Please list every commercial software product or vendor named in the FedRAMP conversation below.

◆ **TEXT TO READ**:
● ● ● ●

So, leveraging a technology like you described that we don’t have any control over that particular technology and how it’s maintained and developed, but it doesn’t comply with the requirements. Going back to your Jira example, so is the reason that it wouldn’t be compliant because of the type of data that’s within Jira? Or is that because it’s not FedRAMP authorized and it’s being leveraged within that environment that’s going to be FedRAMP authorized?

John Santore:

So, FedRAMP has some strict rules about third-party services, and I’m specifically speaking the Atlassian Cloud version. A FedRAMP offering can only use FedRAMP authorized third-party products for anything that contains government data or metadata. And in many cases, the use of Jira is to track change records.

So, hey, we’re going to update this particular system, host one to patch this. Well, now, the fact that we called it host one at IP address whatever is government metadata. So, you have to make sure that if you’re using Jira, there’s a way to sanitize that.

And sometimes, that’s by taking Jira and just saying, “Hey, there’s an issue point to this location where there’s more details with that location in a secure place,” either a FedRAMP authorized third-party repository like a Google Drive or perhaps some mechanism inside the boundary. But yeah, I think one of the big things are either legacy stuff. And Cole, you and I worked on that one project where somebody had a really old database structure that they couldn’t easily migrate.

So, that’s a really great example of one of these things. It was so old that there was patching related stuff, and we had to deal with that in a unique way. We built an enclave around it and we’re absolutely transparent that it was an issue, explained why it needed to be there or what the road map to get out of there was, and what steps we were taking to mitigate that along the way.

Cole French:

Exactly, yeah, I remember that use case and that particular project. And yeah, and also, which we’ll talk more about I think as we get into this a little bit more, but alternative implementations or maybe compensating controls we might call them, right?

John Santore:

Yeah.

Cole French:

So, things we can’t fix, but we can put solutions A, B, and C in place and that mitigates a lot of the risk or issues that may come from not being compliant with the control as it is stated. One other example that kind of comes to my mind, I was wondering if maybe you could talk a little bit about, and that’s container scan findings. And I think we’re going to see this in other compliance frameworks, but I know it’s something we see a lot within FedRAMP and just based on cloud environments in general.

John Santore:

So, container scans are tricky because it’s relatively new. When I say relatively new, I mean, containers have been around a while. FedRAMP has issued guidance on container scanning stuff that’s two or three years old now, I think. But one of the things that’s happened, and this goes to my talk about things that are already ingrained in a corporate environment.

● ● ● ●

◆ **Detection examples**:
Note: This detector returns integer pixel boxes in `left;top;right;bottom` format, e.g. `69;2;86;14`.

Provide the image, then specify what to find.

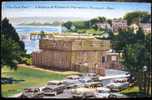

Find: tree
63;21;72;30
112;26;152;94
40;31;45;39
0;18;25;69
1;18;25;50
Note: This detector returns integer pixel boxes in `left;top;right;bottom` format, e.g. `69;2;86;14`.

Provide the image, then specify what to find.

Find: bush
25;58;32;65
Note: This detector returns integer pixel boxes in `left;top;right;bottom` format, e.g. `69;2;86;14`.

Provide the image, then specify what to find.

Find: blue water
2;1;151;12
15;25;60;54
5;1;151;53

● ● ● ●

◆ **EXPECTED OUTPUT**: Jira, Atlassian Cloud, Google Drive